Chantal Spitz, Titaua Peu et Mataa’ia’i analysent dans leurs écrits, d’une manière approfondie et détaillée, la « microphysique du pouvoir » (post-)colonial, symbolique, culturel, religieux. Parallèlement, elles mettent à nu la macrophysique de la domination également, le « discours doxique culturel ». Cette démarche critique sert à reconceptualiser et réhabiliter les composantes perdues, dominées, oubliées de l’identité, à la transformation des concepts et perceptions identitaires en vue d’un « repli interrogatif sur soi ». L’objectif de l’attitude autocritique est de renouveler les paradigmes « des écritures du moi », de les remettre en question pour les analyser dans le contexte socio-culturel, historico-politique, mais même malgré cette réflexivité introspective et extrospective, la distanciation analytique totale n’est jamais possible. Le caractère fragmentaire est dû au fait que la « quête du moi […] se traduit, pour l’autocritique, par une lutte contre la dissolution du moi dans les écrits ». En analysant l’écriture de Chantal Spitz, de Titaua Peu et de Mataa’ia’i, j’esquisse les stratégies de recomposition d’une « égotique » philosophique et politique critique. Ainsi, la « fictionalisation de soi » devient un opérateur essentiel, un moyen d’étude pivotal pour la reconceptualisation de l’identité collective dans la perspective de la réalité politico-socio-économique contemporaine et de l’histoire vécue, partagée. Cette approche se complète « d’un engagement personnel et d’un travail sur l’événement », sur les vécus quotidiens, d’une résistance contre-narrative à la dépossession de soi et d’une tentative discursive descriptive de fixation de l’identité flottante.
○ ○ ○ ○ ○
Travail à faire.
1 - D'après le texte cité, qu'est-ce qui n'est jamais possible, même malgré la réflexivité introspective et extrospective ?
2 - Relevez tous les qualificatifs que le texte cité applique à la « microphysique du pouvoir ».
3 - Poursuivez le texte cité, consacré à l'écriture de Chantal Spitz, de Titaua Peu et de Mataa'ia'i, à la suite de sa dernière phrase.
Les données ne servent à rien pour ce travail.

Liste des données.
○ ○ ○ ○ ○
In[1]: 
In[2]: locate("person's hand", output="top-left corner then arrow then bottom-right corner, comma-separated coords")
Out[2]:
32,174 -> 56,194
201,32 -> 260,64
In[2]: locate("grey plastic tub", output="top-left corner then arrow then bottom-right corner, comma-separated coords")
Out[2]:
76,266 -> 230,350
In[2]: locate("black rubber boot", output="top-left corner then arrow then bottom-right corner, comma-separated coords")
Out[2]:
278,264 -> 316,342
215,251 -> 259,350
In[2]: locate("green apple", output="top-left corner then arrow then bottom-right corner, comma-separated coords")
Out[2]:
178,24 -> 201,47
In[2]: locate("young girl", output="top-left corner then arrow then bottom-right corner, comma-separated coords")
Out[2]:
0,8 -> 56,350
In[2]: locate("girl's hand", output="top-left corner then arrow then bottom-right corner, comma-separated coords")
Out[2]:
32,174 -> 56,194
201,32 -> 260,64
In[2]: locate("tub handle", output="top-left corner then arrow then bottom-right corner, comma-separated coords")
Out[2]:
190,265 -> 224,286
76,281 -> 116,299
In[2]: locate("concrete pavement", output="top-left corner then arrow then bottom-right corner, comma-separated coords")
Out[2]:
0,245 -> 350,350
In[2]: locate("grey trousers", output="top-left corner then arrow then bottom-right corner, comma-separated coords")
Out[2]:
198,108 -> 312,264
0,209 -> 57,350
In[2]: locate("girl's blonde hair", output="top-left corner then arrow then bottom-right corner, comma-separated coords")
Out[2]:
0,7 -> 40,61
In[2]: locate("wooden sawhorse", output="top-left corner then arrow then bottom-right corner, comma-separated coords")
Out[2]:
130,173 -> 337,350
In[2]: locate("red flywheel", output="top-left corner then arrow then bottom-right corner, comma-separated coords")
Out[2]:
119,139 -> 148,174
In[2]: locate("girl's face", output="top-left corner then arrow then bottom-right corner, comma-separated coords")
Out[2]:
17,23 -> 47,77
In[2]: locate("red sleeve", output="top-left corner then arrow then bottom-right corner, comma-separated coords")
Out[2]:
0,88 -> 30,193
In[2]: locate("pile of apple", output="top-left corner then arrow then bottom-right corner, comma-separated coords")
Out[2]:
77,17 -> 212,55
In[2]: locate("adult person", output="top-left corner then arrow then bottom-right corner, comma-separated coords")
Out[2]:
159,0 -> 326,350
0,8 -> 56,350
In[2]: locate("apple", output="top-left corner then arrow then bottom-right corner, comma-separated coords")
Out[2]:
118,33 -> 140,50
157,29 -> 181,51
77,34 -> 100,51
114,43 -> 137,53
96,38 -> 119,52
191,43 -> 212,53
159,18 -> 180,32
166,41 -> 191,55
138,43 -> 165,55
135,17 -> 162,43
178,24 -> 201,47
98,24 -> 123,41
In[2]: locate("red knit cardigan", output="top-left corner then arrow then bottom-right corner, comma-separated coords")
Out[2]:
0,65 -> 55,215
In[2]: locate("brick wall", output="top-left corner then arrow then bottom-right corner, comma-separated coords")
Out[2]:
○ ○ ○ ○ ○
Réponses.
1 - La distanciation analytique totale.

2 - (post-)colonial, symbolique, culturel, religieux

3 -
Par ses analyses de textes et micro-lectures, l'auteur propose d'étudier en profondeur la question de l’identité dans les œuvres littéraires. De cette façon, cette monographie est d’une importance considérable et fait des progrès sensibles non seulement dans le domaine des lettres polynésiennes ou des littératures océaniennes mais dans le champ des études francophones et de l’histoire littéraire en général.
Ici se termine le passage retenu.